Objective -
Reproduce the entries below verbatim, keeping every line of text and omitting the pictures.

Material for this exercise -

+-------+

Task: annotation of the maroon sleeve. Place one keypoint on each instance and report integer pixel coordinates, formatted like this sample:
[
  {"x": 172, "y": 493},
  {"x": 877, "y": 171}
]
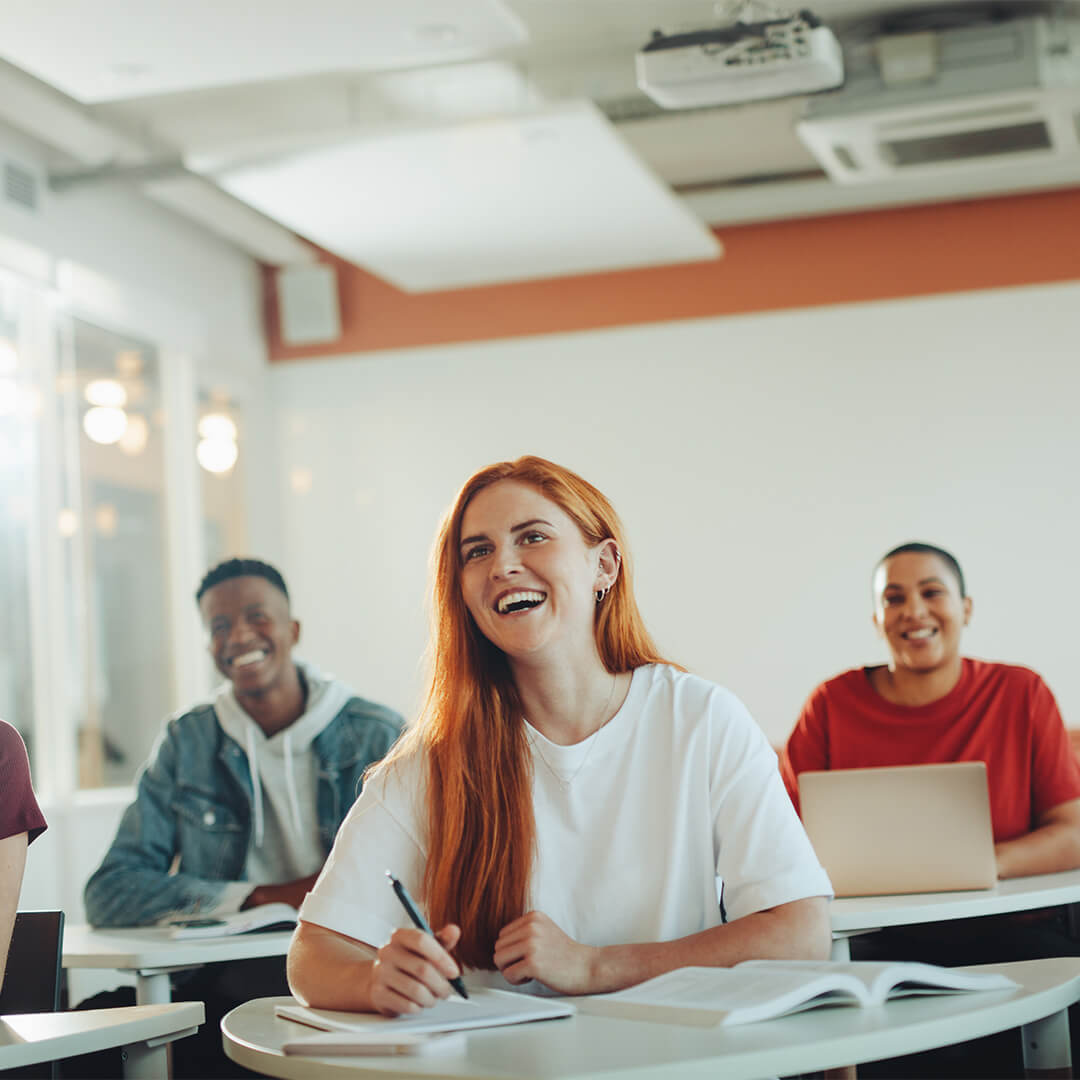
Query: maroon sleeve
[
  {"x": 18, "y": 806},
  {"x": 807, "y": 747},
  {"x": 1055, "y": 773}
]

+-------+

Solved exercise -
Task: annotation of the maroon sleeve. Place one keypoint on each instance and report integer pixel coordinates, formatted like this sample:
[
  {"x": 172, "y": 493},
  {"x": 877, "y": 171}
]
Query: maroon sleeve
[
  {"x": 18, "y": 806},
  {"x": 807, "y": 747},
  {"x": 1055, "y": 773}
]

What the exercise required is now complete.